:: Passage ::

• Vernissage de l’exposition Pierre Buraglio Echos de 14/18 (Son enfance, sa Normandie) au Musée de Louviers

    Objectif Louviers (ville natale) ce samedi après-midi afin d’être au vernissage de l’exposition de Pierre Buraglio Echos de 14/18 (Son enfance, sa Normandie) au Musée. Je me gare à proximité, près d’un nouveau et imposant bâtiment à l’architecture typique des lieux de pouvoir qui a pris place sur les ruines du garage Renault. S’y caseront bientôt les membres de l’agglomération de communes. Des ouvriers s’emploient aux finitions de l’entrée.

    Les cafés de la place Thorel sont fermés. Je descends jusqu’à l’église Notre-Dame et trouve place au Café du Parvis qui je fréquentais lorsque j’étais lycéen. Tout est refait à l’intérieur, sauf la clientèle. Sur la vitre latérale, une affiche invite au concert du Nouvel An qui n’aura lieu que le premier février au Grand Forum (avec un orchestre à cordes et l’Harmonie municipale), une autre annonce une soirée « Au théâtre ce soir » à la Médiathèque Boris-Vian où le club des lecteurs présentera Les Exquis Mots. Passent une voiture bleue de la Gendarmerie et l’Agglo[bus] rouge qui va de Maison Rouge à la Gare par la Zone d’Activités. Je n’envie pas celles et ceux qui vivent ici en deux mille quatorze.

:::
:: Données ::

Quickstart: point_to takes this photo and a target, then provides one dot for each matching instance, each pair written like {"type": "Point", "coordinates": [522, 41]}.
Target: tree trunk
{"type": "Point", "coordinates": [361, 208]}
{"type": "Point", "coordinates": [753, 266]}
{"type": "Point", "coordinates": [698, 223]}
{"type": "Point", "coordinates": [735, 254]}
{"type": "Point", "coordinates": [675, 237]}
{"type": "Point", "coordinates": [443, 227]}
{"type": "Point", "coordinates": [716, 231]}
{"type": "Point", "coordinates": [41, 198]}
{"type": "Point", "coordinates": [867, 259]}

:::
:: Données ::

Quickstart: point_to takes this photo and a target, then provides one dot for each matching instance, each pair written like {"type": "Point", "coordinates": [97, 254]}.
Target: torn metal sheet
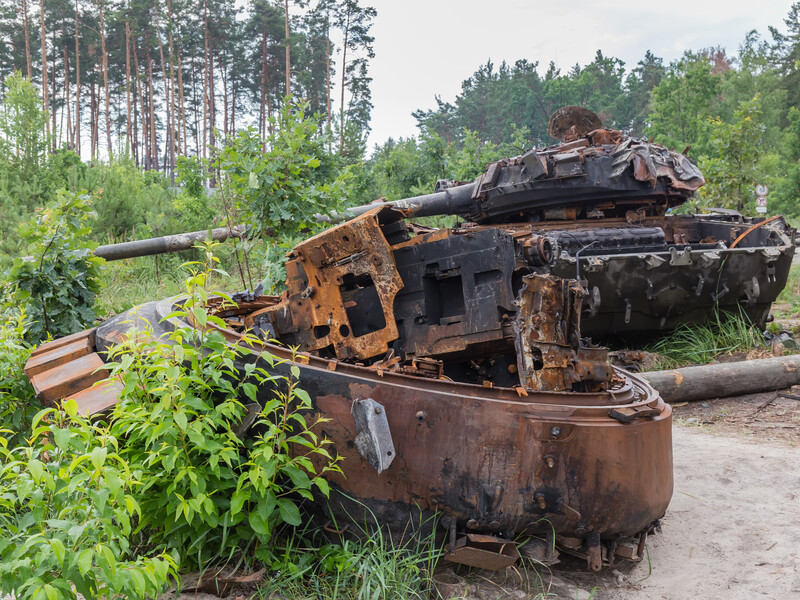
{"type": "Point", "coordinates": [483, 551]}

:::

=== Exercice proposé ===
Dans le passage, réécrivez plus brièvement le paragraphe qui commence par « Objectif Louviers (ville natale) » sans perdre ses faits principaux.

=== Résultat ===
Ce samedi après-midi, je me rends à Louviers, ma ville natale, pour le vernissage de l’exposition de Pierre Buraglio Echos de 14/18 (Son enfance, sa Normandie) au Musée. Je me gare près d’un imposant bâtiment neuf, élevé sur les ruines du garage Renault, qui accueillera bientôt les membres de l’agglomération de communes. Des ouvriers en achèvent l’entrée.